What to work on
Every line of the data is to be reproduced exactly.

Point localization data:
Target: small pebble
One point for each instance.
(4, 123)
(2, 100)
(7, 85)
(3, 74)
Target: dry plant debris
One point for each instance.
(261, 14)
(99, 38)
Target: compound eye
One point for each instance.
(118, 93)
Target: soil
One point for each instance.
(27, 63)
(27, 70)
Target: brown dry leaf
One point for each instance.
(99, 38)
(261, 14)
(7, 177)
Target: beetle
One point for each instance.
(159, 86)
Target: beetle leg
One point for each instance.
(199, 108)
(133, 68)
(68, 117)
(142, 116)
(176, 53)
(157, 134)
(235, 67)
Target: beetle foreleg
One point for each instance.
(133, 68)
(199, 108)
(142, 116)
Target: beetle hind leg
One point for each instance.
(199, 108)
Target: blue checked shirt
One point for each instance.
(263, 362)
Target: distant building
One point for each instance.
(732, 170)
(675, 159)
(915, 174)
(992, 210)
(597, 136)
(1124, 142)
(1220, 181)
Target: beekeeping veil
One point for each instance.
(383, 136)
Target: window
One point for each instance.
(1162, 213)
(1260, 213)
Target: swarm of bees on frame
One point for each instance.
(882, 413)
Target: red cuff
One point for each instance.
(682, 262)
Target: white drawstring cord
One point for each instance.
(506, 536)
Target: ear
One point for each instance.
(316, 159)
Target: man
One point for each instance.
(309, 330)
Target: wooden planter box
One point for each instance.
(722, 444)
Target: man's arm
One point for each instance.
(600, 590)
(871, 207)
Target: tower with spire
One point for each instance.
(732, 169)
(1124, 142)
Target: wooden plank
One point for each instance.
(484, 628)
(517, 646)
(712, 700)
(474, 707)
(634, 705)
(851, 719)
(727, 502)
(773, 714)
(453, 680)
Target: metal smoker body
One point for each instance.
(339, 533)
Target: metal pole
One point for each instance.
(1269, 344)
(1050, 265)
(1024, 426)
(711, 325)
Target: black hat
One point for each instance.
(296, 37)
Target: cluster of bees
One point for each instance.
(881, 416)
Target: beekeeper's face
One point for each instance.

Task solution
Target: small pebble
One point for each instance.
(4, 123)
(2, 100)
(7, 85)
(3, 74)
Target: dry plant debris
One point for each instance.
(261, 14)
(99, 38)
Target: compound eye
One point for each instance.
(118, 93)
Target: soil
One point for each instance.
(27, 63)
(27, 70)
Target: brown dry leaf
One point for each instance.
(99, 38)
(261, 14)
(7, 177)
Target: beetle
One point for each instance.
(159, 86)
Target: beetle leg
One point for each instance.
(199, 108)
(133, 68)
(68, 117)
(142, 116)
(176, 53)
(157, 134)
(235, 67)
Target: beetle foreleg
One point for each instance.
(133, 68)
(199, 108)
(142, 116)
Target: beetle hind leg
One point for each instance.
(199, 108)
Target: blue checked shirt
One point for each instance.
(263, 362)
Target: distant building
One point for each instance.
(732, 170)
(675, 159)
(915, 174)
(992, 210)
(597, 136)
(1124, 142)
(1220, 181)
Target: beekeeping veil
One point for each instance.
(383, 136)
Target: window
One point for each instance.
(1162, 213)
(1260, 213)
Target: swarm of bees on frame
One point for each instance.
(882, 413)
Target: red cuff
One point for each instance.
(682, 262)
Target: white drawstring cord
One point for each instance.
(506, 536)
Target: ear
One point for each instance.
(316, 159)
Target: man
One point for each instance.
(309, 330)
Target: wooden planter box
One point for each instance.
(722, 444)
Target: man's arm
One point for each instance.
(600, 590)
(871, 207)
Target: tower with spire
One point for each instance.
(732, 169)
(1124, 142)
Target: wooden plank
One point for each instance.
(484, 628)
(517, 646)
(712, 700)
(474, 707)
(634, 705)
(851, 719)
(727, 502)
(773, 714)
(453, 680)
Target: metal smoker body
One point for each instance.
(339, 533)
Target: metal pole
One point for each instance.
(1269, 344)
(1050, 265)
(1024, 426)
(711, 325)
Target: black hat
One point for each instance.
(296, 37)
Target: cluster of bees
One point for each instance.
(881, 416)
Target: beekeeper's face
One point for each instance.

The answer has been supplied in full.